Consigne => Expliquez en une à trois phrases pourquoi, d'après le texte fourni sur le Carnaval de Naples, cette période peut difficilement être considérée comme une fête.
++++ Texte fourni ++++
Alors.. Continuons notre description des festivités napolitaines. La dernière fois, j'ai parlé de la Sant'Antonio et de ses feux de joie, le 17 janvier. Le lendemain commence la période de Carnaval qui se finit le 24 mars, jour de Mardi-Gras. Ca dure donc plus d'un mois. Cette Carnaval à Naples c'est très, très particulier, à tel point que j'ai un peu du mal à la considérer comme une fête. Ce serait plutôt un mois de peur dans la rue, un mois où les enfants deviennent les véritables maîtres de la rue. C'est connu, pendant le Carnaval on se fait des farces, les enfants se lancent des oeufs et de la farine, c'est limite rigolo mais c'est pas méchant, en France aussi on connaît ça. Mais à Naples comme d'habitude ça dégénère... Et pendant tout le mois on voit ces bandes d'enfants roder d'un air menaçant. Au début ils se lancent les oeufs entre eux, mais ils finissent vite par se lasser et ils commencent à s'en prendre aux passants. Mais pas n'importe quels passants : uniquement les femmes seules, sans défense! Un bel exemple de courage... Et ils redoublent d'imagination pour malmener leurs pauvres victimes : les oeufs en pleine figure, bombe à raser dans les cheveux, seringues de javel sur les vêtements et même pour les plus demeurés à court d'idées, directement des cailloux pour faire mal. Ca peut finir en véritable pugilat, sous le regard attendri des parents. "C'est des enfants, faut qu'ils s'amusent..." Quel amusement! Ca fait une impression très bizarre ces groupes d'enfants qui parcourent les ruelles d'un air menaçant. On dirait un peu des milices qui patrouillent la ville et choisissent leurs victimes. Quand on passe devant eux, le mieux est de ne pas se faire trop remarquer ou de changer de trottoir. Mais bon, vive l'ambiance de fête! Il y a régulièrement des blessés, victimes de l'amusement un peu trop forcé des gentils garnements. Cette année la Commune a même fait passer une loi anti-oeufs : il est interdit de vendre des oeufs et autre bombe à raser aux mineurs pendant toute la période de Carnaval. Le dernier jour de Carnaval, on atteint le paroxysme, beaucoup suspendent leurs activités, il est fortement recommandé de ne pas sortir tout seul de chez soi.
++++ Données fournies ++++
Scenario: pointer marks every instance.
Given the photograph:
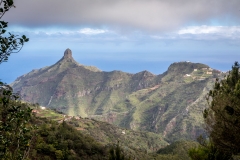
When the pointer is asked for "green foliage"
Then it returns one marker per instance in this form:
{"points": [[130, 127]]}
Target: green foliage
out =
{"points": [[15, 129], [62, 141], [207, 151], [116, 153], [223, 114], [176, 151]]}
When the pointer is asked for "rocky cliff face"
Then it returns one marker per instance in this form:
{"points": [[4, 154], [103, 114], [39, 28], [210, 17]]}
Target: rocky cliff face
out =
{"points": [[170, 103]]}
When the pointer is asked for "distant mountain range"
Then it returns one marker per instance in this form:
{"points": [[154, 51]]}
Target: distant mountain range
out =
{"points": [[170, 103]]}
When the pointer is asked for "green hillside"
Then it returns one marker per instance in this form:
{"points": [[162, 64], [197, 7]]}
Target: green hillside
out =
{"points": [[169, 104]]}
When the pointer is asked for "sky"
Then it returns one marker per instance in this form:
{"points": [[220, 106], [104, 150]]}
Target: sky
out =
{"points": [[126, 35]]}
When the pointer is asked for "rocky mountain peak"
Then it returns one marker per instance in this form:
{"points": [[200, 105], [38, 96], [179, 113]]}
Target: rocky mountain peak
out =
{"points": [[68, 54]]}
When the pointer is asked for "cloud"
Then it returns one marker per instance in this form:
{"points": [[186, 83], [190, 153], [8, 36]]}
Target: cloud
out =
{"points": [[90, 31], [203, 33], [150, 15]]}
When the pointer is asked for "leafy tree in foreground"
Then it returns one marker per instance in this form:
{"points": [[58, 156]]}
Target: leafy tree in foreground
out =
{"points": [[222, 117], [15, 129]]}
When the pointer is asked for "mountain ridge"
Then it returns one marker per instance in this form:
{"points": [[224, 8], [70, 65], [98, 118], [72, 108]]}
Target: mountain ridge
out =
{"points": [[142, 101]]}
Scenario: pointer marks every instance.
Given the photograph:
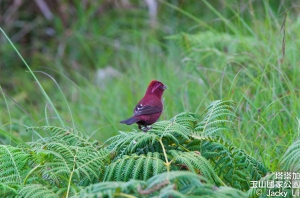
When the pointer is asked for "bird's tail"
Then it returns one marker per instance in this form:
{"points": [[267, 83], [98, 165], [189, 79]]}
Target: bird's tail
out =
{"points": [[130, 121]]}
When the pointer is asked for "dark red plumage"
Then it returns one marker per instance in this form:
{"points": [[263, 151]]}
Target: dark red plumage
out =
{"points": [[150, 107]]}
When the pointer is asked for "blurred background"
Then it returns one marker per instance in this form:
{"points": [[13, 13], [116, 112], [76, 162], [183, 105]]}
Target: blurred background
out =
{"points": [[94, 60]]}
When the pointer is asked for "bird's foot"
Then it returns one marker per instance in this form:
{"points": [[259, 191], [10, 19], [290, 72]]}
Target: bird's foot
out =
{"points": [[146, 128]]}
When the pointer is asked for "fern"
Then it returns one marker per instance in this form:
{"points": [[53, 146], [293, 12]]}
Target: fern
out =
{"points": [[63, 162], [13, 168], [219, 114], [290, 160], [168, 184], [37, 190], [134, 167], [233, 165], [184, 156]]}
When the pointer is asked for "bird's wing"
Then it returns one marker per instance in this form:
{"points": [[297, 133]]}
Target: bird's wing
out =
{"points": [[146, 110]]}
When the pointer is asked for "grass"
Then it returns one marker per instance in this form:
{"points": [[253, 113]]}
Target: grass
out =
{"points": [[230, 53]]}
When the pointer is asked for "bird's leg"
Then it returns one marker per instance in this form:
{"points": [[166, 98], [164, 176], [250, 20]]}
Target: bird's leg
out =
{"points": [[146, 128]]}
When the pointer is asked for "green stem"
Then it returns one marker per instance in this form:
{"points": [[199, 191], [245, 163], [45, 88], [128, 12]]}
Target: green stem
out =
{"points": [[165, 154], [124, 195], [30, 173], [71, 175]]}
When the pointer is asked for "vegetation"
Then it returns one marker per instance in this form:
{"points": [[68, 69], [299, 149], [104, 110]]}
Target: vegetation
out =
{"points": [[230, 113]]}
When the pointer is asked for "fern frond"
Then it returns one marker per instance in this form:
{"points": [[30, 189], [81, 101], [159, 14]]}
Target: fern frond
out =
{"points": [[13, 167], [194, 162], [37, 190], [134, 167], [171, 131], [232, 165], [219, 115], [290, 160], [168, 184], [187, 120]]}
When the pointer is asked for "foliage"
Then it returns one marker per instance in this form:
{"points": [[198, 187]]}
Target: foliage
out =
{"points": [[60, 164], [175, 157]]}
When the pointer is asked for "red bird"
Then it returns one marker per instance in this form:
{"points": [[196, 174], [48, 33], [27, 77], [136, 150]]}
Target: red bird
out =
{"points": [[149, 108]]}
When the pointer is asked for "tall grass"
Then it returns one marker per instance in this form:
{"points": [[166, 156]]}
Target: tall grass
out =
{"points": [[227, 53]]}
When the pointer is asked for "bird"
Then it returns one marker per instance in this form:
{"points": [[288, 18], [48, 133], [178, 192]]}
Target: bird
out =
{"points": [[149, 108]]}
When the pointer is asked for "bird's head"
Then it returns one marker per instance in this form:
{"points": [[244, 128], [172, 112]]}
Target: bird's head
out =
{"points": [[157, 88]]}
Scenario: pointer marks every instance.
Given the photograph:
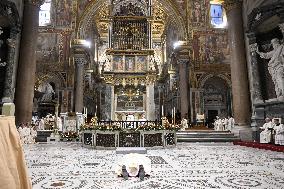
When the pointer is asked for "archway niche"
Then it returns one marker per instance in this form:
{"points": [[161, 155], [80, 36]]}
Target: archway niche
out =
{"points": [[216, 99]]}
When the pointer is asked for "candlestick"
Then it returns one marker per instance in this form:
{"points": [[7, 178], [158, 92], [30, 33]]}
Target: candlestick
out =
{"points": [[174, 115]]}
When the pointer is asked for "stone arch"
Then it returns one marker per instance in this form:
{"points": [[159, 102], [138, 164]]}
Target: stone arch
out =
{"points": [[216, 96]]}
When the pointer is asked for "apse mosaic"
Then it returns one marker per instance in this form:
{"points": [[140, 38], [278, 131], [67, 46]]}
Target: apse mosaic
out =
{"points": [[220, 165]]}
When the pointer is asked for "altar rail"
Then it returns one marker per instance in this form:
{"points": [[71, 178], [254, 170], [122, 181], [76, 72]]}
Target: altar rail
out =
{"points": [[130, 124], [113, 139]]}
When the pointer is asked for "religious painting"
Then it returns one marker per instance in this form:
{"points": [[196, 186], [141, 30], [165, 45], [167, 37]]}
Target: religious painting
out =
{"points": [[141, 63], [129, 63], [211, 47], [118, 64], [199, 12], [47, 48], [64, 13], [181, 6], [82, 5]]}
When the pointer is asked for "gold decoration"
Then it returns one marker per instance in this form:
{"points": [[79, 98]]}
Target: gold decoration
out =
{"points": [[37, 3], [232, 4]]}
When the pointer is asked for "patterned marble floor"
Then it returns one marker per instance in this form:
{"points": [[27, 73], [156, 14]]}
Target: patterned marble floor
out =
{"points": [[220, 165]]}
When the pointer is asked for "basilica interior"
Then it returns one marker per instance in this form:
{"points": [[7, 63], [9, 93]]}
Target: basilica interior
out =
{"points": [[116, 64]]}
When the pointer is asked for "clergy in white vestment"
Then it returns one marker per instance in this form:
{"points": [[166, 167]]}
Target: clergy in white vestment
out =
{"points": [[41, 124], [59, 124], [219, 125], [265, 135], [279, 132], [231, 123], [132, 162], [225, 123]]}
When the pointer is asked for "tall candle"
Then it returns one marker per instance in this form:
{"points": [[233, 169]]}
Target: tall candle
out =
{"points": [[172, 115]]}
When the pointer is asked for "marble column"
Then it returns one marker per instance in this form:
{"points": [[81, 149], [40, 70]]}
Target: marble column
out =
{"points": [[150, 102], [239, 72], [27, 61], [183, 87], [281, 26], [9, 87], [79, 83], [255, 80]]}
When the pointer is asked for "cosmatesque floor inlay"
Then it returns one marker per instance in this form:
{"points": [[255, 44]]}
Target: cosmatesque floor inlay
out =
{"points": [[225, 166]]}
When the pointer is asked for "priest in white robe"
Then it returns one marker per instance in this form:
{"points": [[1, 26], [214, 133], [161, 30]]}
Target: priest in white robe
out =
{"points": [[231, 123], [265, 135], [279, 132]]}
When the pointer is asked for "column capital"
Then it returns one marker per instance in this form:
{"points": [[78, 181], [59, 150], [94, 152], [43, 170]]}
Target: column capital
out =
{"points": [[281, 26], [36, 3], [253, 48], [232, 4], [80, 60], [182, 61]]}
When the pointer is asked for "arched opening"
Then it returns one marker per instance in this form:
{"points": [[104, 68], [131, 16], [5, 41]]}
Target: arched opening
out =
{"points": [[216, 98]]}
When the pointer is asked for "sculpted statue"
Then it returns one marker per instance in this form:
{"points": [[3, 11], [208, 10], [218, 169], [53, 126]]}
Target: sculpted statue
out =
{"points": [[276, 65], [48, 91]]}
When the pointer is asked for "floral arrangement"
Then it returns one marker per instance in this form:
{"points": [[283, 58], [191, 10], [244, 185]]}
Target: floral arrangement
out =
{"points": [[71, 114], [70, 135], [87, 127], [93, 125]]}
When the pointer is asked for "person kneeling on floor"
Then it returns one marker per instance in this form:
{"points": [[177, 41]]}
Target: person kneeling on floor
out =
{"points": [[133, 165]]}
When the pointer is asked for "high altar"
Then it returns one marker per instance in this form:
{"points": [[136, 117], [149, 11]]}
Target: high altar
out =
{"points": [[130, 69]]}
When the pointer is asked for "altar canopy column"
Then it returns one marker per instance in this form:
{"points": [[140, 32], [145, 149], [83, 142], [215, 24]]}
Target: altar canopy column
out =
{"points": [[150, 106], [239, 77], [12, 58], [80, 62], [27, 61], [183, 87]]}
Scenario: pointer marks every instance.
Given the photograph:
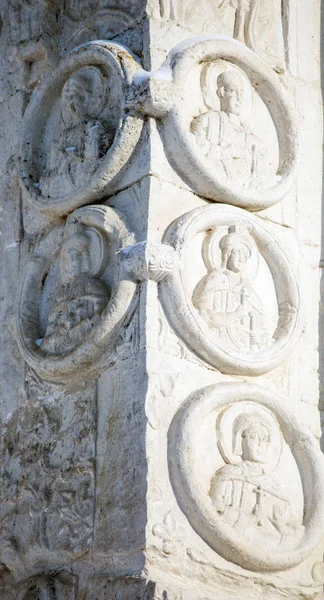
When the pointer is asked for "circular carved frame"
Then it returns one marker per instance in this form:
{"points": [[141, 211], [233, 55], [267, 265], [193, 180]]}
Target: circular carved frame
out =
{"points": [[120, 65], [186, 320], [89, 356], [194, 502], [186, 156]]}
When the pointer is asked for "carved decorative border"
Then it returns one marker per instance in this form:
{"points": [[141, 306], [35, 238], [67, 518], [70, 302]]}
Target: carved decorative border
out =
{"points": [[185, 318], [84, 359], [196, 505], [186, 156], [103, 181]]}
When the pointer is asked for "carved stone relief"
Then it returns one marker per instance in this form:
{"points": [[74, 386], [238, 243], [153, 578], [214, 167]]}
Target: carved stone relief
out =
{"points": [[238, 306], [231, 132], [71, 309], [257, 495], [77, 133], [255, 23]]}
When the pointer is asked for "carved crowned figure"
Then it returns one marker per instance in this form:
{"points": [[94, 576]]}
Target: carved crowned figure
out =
{"points": [[80, 138], [247, 495], [223, 136], [226, 299], [80, 299]]}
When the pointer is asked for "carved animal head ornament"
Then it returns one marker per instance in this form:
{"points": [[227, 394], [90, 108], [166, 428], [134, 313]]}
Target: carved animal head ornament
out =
{"points": [[71, 310], [230, 126], [241, 311], [257, 498], [78, 133]]}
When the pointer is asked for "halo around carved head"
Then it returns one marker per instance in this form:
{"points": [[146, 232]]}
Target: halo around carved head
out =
{"points": [[78, 132], [236, 419], [202, 143], [236, 321], [263, 520], [88, 300]]}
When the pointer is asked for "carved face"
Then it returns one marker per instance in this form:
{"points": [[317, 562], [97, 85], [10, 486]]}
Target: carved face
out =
{"points": [[255, 443], [74, 261], [238, 256], [75, 97], [230, 93]]}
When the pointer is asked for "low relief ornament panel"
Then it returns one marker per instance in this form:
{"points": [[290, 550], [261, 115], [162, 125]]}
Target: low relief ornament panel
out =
{"points": [[235, 299], [231, 131], [255, 23], [77, 132], [74, 296], [257, 495]]}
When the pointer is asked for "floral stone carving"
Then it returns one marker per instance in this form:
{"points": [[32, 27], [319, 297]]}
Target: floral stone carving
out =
{"points": [[257, 497], [231, 131], [239, 306], [77, 133], [71, 309]]}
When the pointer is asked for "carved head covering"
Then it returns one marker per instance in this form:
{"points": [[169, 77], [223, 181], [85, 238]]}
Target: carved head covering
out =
{"points": [[243, 422], [72, 265]]}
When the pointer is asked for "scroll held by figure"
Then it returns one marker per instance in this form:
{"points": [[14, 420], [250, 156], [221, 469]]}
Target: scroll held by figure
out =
{"points": [[231, 131], [235, 298], [74, 296], [80, 299], [226, 300], [80, 137], [224, 137]]}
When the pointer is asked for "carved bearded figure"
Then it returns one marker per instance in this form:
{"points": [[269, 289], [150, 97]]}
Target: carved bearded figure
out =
{"points": [[246, 495], [226, 300], [80, 140], [224, 138], [80, 300]]}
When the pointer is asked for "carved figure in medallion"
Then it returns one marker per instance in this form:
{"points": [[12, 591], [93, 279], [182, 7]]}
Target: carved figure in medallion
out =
{"points": [[224, 137], [80, 299], [226, 299], [258, 24], [81, 139], [246, 495]]}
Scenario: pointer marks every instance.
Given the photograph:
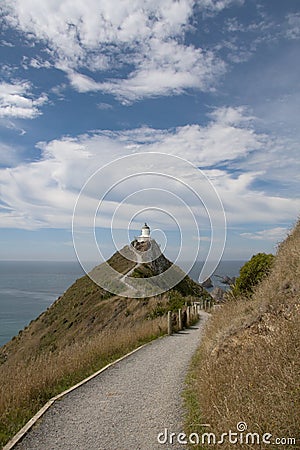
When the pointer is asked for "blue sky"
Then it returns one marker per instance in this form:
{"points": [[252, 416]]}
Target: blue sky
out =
{"points": [[83, 83]]}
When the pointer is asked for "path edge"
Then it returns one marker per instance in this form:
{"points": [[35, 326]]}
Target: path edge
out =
{"points": [[26, 428]]}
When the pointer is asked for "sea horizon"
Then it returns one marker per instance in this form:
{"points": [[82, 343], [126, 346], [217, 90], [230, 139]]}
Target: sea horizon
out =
{"points": [[29, 287]]}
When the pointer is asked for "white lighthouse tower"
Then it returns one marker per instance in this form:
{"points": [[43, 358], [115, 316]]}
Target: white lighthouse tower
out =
{"points": [[145, 234]]}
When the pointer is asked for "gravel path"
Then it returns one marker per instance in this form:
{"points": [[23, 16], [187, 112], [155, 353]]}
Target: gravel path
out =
{"points": [[126, 406]]}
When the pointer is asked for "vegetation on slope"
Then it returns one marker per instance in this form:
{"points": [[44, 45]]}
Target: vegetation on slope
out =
{"points": [[251, 274], [81, 332], [247, 367]]}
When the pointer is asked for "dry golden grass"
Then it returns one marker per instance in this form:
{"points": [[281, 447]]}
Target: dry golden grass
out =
{"points": [[248, 366], [27, 385]]}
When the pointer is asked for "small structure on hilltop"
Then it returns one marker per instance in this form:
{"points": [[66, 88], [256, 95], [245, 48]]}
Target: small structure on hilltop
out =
{"points": [[145, 234]]}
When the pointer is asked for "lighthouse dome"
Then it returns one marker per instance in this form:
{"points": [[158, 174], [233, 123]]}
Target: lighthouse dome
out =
{"points": [[145, 233]]}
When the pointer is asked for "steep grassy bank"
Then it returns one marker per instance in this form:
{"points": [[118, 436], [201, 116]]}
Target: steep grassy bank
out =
{"points": [[81, 332], [248, 367]]}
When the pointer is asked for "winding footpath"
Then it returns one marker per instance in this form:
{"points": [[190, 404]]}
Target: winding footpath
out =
{"points": [[127, 405]]}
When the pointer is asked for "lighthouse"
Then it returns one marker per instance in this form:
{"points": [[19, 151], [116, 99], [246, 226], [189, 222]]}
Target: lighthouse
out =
{"points": [[145, 234]]}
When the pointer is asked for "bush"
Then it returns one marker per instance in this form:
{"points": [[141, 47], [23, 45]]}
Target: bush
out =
{"points": [[252, 273]]}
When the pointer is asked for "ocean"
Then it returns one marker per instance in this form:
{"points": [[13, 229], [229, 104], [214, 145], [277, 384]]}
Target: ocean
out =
{"points": [[27, 288]]}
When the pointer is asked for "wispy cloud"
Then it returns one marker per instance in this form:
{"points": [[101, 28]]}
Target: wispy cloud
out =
{"points": [[17, 101], [43, 193], [146, 40]]}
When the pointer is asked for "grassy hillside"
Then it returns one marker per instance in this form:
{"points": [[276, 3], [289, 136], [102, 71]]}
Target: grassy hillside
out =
{"points": [[248, 366], [79, 333]]}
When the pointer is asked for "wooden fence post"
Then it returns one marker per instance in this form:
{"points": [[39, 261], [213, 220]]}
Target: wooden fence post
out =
{"points": [[188, 315], [169, 323], [180, 319]]}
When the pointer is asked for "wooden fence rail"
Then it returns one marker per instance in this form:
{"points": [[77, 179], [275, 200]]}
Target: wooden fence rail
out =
{"points": [[186, 316]]}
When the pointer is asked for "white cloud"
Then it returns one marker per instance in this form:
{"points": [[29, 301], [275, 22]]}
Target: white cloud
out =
{"points": [[9, 156], [274, 234], [43, 193], [16, 101], [146, 39], [293, 26]]}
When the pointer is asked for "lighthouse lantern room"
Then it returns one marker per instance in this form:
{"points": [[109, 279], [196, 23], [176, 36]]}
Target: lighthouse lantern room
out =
{"points": [[145, 234]]}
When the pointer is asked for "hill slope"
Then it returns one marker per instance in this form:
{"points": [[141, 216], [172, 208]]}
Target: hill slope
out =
{"points": [[79, 333], [248, 367]]}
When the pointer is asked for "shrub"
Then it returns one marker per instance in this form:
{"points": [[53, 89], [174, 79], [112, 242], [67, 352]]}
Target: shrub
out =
{"points": [[251, 274]]}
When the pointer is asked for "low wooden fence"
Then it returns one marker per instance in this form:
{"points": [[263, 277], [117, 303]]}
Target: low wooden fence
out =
{"points": [[186, 316]]}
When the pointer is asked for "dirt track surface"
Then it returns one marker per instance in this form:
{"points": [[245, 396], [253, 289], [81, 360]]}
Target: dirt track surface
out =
{"points": [[125, 407]]}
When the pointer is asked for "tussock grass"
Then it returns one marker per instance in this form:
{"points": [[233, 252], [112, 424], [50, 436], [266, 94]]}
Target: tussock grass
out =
{"points": [[27, 384], [247, 367]]}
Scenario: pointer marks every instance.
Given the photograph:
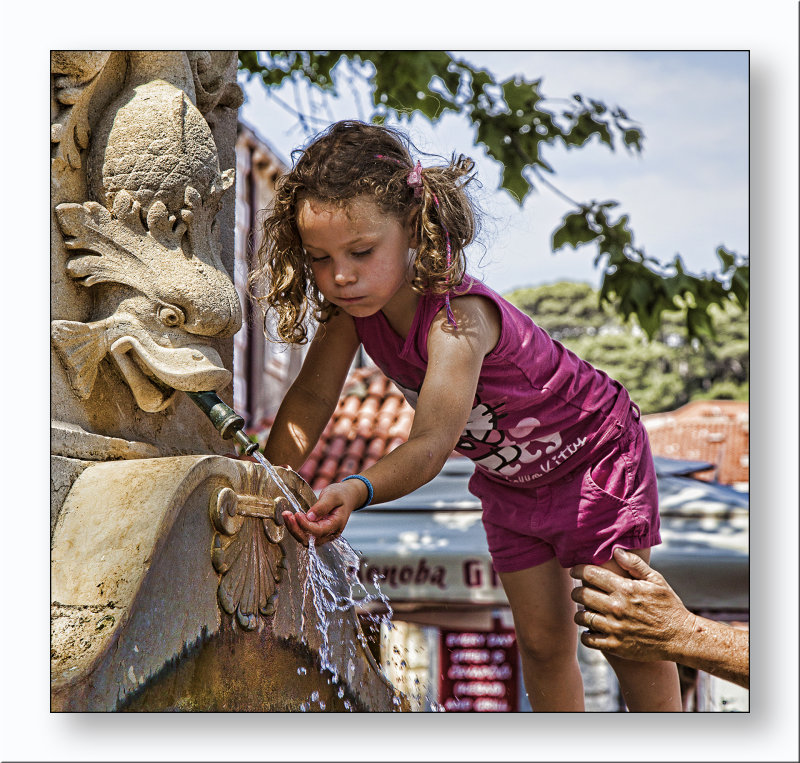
++++
Résultat attendu => Le Carnaval napolitain ressemble plutôt à un mois de peur dans la rue, durant lequel les enfants deviennent les véritables maîtres de la rue. Des bandes d'enfants s'en prennent aux femmes seules avec des œufs, de la bombe à raser, de la javel, voire des cailloux, ce qui fait régulièrement des blessés.